Dataset excerpts:
::::::::
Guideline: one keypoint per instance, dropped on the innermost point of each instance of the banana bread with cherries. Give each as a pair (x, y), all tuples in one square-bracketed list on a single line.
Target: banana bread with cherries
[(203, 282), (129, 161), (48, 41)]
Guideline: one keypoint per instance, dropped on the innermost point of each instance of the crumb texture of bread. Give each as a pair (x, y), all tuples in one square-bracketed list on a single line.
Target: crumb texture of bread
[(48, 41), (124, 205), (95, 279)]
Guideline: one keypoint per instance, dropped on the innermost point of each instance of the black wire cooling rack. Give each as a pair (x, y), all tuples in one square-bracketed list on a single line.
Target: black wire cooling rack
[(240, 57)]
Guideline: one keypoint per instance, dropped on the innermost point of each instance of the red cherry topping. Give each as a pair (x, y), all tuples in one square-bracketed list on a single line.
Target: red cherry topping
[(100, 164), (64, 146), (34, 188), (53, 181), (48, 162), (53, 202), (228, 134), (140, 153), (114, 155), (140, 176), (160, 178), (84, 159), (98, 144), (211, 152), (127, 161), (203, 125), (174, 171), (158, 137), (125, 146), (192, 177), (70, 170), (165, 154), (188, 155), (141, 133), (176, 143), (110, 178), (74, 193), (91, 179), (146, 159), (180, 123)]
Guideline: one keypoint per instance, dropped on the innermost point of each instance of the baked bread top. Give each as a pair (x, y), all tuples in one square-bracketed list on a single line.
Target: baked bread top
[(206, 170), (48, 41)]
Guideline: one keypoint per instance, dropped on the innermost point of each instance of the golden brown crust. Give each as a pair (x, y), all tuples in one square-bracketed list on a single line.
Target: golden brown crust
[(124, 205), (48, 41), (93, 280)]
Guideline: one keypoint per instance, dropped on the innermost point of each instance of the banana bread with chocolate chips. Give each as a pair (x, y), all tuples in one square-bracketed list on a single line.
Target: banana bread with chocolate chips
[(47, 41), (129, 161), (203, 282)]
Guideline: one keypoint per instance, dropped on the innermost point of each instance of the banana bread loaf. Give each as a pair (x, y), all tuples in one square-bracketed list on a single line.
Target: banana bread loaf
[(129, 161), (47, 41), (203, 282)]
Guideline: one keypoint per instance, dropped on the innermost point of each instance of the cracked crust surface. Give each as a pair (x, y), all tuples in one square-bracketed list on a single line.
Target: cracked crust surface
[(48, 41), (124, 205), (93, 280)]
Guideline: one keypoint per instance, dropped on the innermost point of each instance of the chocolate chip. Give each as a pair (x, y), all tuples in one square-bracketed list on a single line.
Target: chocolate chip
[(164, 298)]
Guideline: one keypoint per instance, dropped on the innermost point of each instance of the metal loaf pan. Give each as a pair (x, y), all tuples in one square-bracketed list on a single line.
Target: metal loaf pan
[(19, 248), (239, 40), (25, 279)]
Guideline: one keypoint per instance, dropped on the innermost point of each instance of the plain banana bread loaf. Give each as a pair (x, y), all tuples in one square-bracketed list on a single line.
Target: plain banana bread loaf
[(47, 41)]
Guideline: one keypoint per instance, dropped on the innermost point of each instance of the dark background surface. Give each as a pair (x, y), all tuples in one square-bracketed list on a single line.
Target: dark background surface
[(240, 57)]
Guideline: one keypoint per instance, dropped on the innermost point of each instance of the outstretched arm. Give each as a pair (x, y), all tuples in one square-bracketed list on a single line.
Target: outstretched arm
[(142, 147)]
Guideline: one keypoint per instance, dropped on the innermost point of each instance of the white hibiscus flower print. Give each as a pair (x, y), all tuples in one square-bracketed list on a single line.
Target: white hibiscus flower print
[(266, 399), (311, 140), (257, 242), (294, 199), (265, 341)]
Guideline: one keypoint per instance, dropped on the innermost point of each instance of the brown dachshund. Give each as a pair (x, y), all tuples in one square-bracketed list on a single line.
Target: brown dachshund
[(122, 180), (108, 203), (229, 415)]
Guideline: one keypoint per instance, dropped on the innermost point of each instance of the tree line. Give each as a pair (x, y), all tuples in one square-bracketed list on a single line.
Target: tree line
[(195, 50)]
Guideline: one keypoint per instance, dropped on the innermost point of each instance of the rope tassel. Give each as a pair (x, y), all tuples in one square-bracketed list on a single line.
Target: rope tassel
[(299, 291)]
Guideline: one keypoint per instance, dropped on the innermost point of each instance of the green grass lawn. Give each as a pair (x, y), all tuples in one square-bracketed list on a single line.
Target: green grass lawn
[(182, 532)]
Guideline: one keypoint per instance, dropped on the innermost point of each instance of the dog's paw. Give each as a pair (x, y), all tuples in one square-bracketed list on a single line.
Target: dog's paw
::::::::
An exact copy of the line containing "Target: outstretched arm" and all lines after it, through the last line of the entries, is the required answer.

> [Finished exercise]
Target: outstretched arm
[(142, 147)]
Guideline: one keypoint per instance, dropped on the innermost point of each instance of the white hibiscus flower print. Give each as a pair (x, y), all tuples in one square-bracketed list on a single line.
Target: white hibiscus flower print
[(266, 399), (311, 140), (257, 242), (294, 199), (265, 341)]
Guideline: one keypoint per instance, dropped on the innermost point of each instance of the brown dachshund. Give each as a pair (x, y), all tuples in one square-bracketed list on a single line.
Target: brown dachshund
[(122, 180), (108, 203), (229, 415)]
Guideline: one keypoint per instance, dropped on the innermost point of each instance of the tree line. Give each as a pair (x, y), all tuples in one square-bracketed list on a single line.
Target: tree line
[(195, 50)]
Guideline: one keypoint per instance, dropped on the innermost point of each instance of the rope tassel. Give each as a pair (x, y), all tuples in one square-bracketed list on a single line.
Target: rope tassel
[(299, 291)]
Guideline: one keypoint per instance, dropped on the innermost point of each instance of the green grass lawn. Give each as a pair (x, y), all tuples in one square-bracketed list on a single line.
Target: green grass lawn
[(182, 532)]
Guideline: one keypoint per instance, dropped on the innermost point of each instance of the dog's paw. Give each as a pair (x, y), all tuples in one square-bracketed list on a single line.
Target: dog's paw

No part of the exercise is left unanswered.